→ AIM
In the listing that follows, swap "pine tree" for "evergreen tree" wherever it appears, keeping every other part of the lines the same.
# START OF MATERIAL TO PROCESS
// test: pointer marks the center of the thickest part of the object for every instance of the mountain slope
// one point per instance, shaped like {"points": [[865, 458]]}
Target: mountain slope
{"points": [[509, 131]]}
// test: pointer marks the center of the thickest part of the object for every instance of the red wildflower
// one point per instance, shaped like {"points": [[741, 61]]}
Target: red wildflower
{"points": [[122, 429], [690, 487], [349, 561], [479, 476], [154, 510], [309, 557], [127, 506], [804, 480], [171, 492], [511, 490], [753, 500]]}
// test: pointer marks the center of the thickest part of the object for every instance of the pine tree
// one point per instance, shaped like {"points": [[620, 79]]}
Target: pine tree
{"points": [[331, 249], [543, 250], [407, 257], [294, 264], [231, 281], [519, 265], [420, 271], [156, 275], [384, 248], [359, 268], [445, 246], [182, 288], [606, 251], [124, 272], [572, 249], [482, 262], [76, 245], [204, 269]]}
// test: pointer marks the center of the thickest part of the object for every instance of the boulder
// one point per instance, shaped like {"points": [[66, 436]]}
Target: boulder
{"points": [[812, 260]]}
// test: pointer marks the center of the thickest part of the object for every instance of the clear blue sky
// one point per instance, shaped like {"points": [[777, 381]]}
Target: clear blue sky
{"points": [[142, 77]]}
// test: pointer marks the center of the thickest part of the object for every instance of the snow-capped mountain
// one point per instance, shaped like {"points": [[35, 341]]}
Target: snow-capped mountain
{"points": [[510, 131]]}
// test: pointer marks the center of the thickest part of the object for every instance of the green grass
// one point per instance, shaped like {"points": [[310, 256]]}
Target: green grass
# END OF MATERIAL TO PROCESS
→ THE OUTPUT
// test: pointer marks the center of the thickest part of the object for every instance of the mountain slope
// one point per instance, shaped like {"points": [[865, 458]]}
Target: mountain slope
{"points": [[509, 131]]}
// test: pointer marks the center of the thickest part of the object for every instance of the red wildflower
// one point per instance, shaped like {"points": [[741, 61]]}
Target: red wildflower
{"points": [[122, 429], [690, 487], [349, 561], [479, 476], [154, 510], [309, 557], [127, 506], [804, 480], [171, 492], [511, 490], [753, 500]]}
// test: pointer marks the center of the thickest part of the object for every instance of the evergreen tree
// one point per instance, shaped like {"points": [[620, 79]]}
Target: evergreen tree
{"points": [[331, 249], [543, 250], [407, 257], [294, 264], [231, 281], [519, 265], [420, 271], [156, 275], [384, 248], [359, 268], [445, 246], [182, 288], [606, 251], [124, 272], [572, 249], [482, 262], [76, 245], [204, 269]]}
// test: pointer marks the center of the thickest part of the object for every instance of the boulder
// one point per instance, shaped like {"points": [[66, 436]]}
Target: boulder
{"points": [[812, 260]]}
// test: pointer marks the center of the thickest part of the object for every instance of the clear blue sky
// one point per instance, shaped like {"points": [[777, 381]]}
Target: clear blue sky
{"points": [[142, 77]]}
// test: pointer marks the center of the thickest part of the object for every instance of the snow-capped mountain
// one point per instance, shaped like {"points": [[35, 341]]}
Target: snow-capped mountain
{"points": [[510, 131]]}
// test: pointer marks the center of the thickest part of the object for every instance of the green grass
// one point per instance, shaped like {"points": [[310, 256]]}
Target: green grass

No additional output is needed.